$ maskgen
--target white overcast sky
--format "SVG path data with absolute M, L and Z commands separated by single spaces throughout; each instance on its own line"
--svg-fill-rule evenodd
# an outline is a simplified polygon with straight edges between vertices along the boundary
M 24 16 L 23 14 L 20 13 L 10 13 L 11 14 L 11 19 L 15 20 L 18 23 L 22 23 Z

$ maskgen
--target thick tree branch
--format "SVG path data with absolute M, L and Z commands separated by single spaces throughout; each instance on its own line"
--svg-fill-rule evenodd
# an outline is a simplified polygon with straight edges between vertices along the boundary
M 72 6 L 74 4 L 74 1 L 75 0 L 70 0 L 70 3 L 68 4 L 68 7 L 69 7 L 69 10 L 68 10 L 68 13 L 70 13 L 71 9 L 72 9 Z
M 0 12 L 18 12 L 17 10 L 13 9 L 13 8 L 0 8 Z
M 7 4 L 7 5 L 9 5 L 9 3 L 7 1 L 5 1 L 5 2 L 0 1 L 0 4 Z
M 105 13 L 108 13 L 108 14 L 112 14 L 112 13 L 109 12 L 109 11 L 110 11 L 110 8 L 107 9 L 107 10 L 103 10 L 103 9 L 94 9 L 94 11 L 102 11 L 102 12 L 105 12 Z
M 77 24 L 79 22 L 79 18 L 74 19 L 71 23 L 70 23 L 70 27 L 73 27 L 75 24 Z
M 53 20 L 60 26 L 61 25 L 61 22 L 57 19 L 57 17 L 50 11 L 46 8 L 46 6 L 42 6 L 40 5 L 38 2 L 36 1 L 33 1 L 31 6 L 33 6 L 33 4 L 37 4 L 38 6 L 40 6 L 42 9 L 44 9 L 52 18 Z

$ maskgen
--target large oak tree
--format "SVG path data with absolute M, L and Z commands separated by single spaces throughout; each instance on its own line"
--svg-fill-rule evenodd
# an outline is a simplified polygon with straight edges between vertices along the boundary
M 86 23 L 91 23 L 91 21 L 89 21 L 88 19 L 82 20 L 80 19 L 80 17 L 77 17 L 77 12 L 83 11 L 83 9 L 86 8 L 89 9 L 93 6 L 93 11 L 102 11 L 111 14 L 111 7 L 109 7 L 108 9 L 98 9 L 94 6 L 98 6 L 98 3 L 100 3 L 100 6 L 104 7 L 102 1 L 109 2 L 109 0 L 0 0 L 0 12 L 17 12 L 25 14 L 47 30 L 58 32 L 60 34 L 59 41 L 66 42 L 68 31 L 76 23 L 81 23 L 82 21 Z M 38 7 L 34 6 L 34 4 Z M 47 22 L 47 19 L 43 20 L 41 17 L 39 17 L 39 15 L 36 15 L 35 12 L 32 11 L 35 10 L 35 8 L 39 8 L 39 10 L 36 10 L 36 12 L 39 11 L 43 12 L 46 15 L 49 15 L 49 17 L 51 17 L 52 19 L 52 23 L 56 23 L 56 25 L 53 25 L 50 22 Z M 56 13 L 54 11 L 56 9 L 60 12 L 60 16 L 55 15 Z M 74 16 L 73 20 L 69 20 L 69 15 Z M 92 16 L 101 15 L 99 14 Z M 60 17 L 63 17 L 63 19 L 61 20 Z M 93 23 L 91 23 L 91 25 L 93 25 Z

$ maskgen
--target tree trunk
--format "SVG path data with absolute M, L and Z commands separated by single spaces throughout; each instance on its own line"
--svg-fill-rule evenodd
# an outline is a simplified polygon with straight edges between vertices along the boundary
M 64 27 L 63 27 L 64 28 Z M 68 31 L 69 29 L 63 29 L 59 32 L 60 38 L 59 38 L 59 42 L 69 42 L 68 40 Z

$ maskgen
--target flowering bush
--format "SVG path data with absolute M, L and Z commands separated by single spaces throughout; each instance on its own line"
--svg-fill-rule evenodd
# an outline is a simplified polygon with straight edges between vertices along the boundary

What is expected: Extract every line of the entries above verbatim, keeping each command, option and comment line unchanged and in its original order.

Reply to the task:
$ maskgen
--target white overcast sky
--format "SVG path data with absolute M, L and Z commands separated by single spaces throughout; each instance on its own line"
--svg-fill-rule evenodd
# an outline is a simplified polygon with straight edges between vertices along the boundary
M 24 16 L 23 14 L 20 13 L 10 13 L 11 14 L 11 19 L 15 20 L 18 23 L 22 23 Z

$ maskgen
--target thick tree branch
--format "SVG path data with absolute M, L and Z commands separated by single spaces throughout; each instance on its own line"
--svg-fill-rule evenodd
# an outline is a simplified polygon with straight edges between vertices along the boundary
M 72 6 L 74 4 L 74 1 L 75 0 L 70 0 L 70 3 L 68 4 L 68 7 L 69 7 L 69 10 L 68 10 L 68 13 L 70 13 L 71 9 L 72 9 Z
M 0 12 L 18 12 L 17 10 L 13 9 L 13 8 L 0 8 Z
M 7 4 L 7 5 L 9 5 L 9 3 L 7 1 L 5 1 L 5 2 L 0 1 L 0 4 Z
M 105 13 L 108 13 L 108 14 L 112 14 L 112 13 L 109 12 L 109 11 L 110 11 L 110 8 L 107 9 L 107 10 L 103 10 L 103 9 L 94 9 L 94 11 L 102 11 L 102 12 L 105 12 Z
M 77 24 L 79 22 L 79 18 L 74 19 L 71 23 L 70 23 L 70 27 L 73 27 L 75 24 Z
M 53 20 L 60 26 L 61 25 L 61 22 L 57 19 L 57 17 L 50 11 L 46 8 L 46 6 L 42 6 L 40 5 L 38 2 L 36 1 L 33 1 L 31 6 L 33 6 L 33 4 L 37 4 L 38 6 L 40 6 L 42 9 L 44 9 L 52 18 Z

$ maskgen
--target large oak tree
--format "SVG path data with absolute M, L and Z commands separated by single spaces throughout; each instance on its own line"
--svg-fill-rule evenodd
# an outline is a simplified polygon with straight edges between vertices along the boundary
M 86 23 L 91 23 L 91 21 L 89 21 L 88 19 L 82 20 L 80 19 L 80 17 L 77 17 L 77 12 L 83 11 L 83 9 L 86 8 L 89 9 L 93 6 L 93 11 L 102 11 L 111 14 L 111 7 L 109 7 L 108 9 L 98 9 L 94 6 L 98 6 L 98 3 L 100 3 L 100 6 L 104 7 L 102 1 L 109 2 L 109 0 L 0 0 L 0 12 L 17 12 L 25 14 L 47 30 L 58 32 L 60 34 L 59 41 L 66 42 L 68 31 L 76 23 L 81 23 L 82 21 Z M 38 7 L 34 6 L 34 4 Z M 47 22 L 47 19 L 43 20 L 41 17 L 39 17 L 39 15 L 36 15 L 35 12 L 32 11 L 35 10 L 35 8 L 39 8 L 39 10 L 36 10 L 36 12 L 39 11 L 43 12 L 46 15 L 49 15 L 49 17 L 51 17 L 52 19 L 52 23 L 56 23 L 56 25 L 53 25 L 50 22 Z M 56 13 L 54 11 L 56 9 L 60 12 L 60 16 L 55 15 Z M 74 16 L 73 20 L 69 20 L 69 15 Z M 92 16 L 101 15 L 99 14 Z M 60 17 L 63 17 L 63 19 L 61 20 Z M 93 23 L 91 23 L 91 25 L 93 25 Z

$ maskgen
--target tree trunk
--format "SVG path data with absolute M, L and Z commands separated by single spaces throughout; each instance on its own line"
--svg-fill-rule evenodd
# an outline is a simplified polygon with straight edges between vertices along the boundary
M 64 27 L 63 27 L 64 28 Z M 68 31 L 69 29 L 63 29 L 59 32 L 60 38 L 59 38 L 59 42 L 69 42 L 68 40 Z

$ maskgen
--target flowering bush
--format "SVG path data with absolute M, L and Z commands separated by single spaces throughout; each instance on its own line"
--svg-fill-rule evenodd
# an outline is a simplified polygon with straight edges between vertices along the boundary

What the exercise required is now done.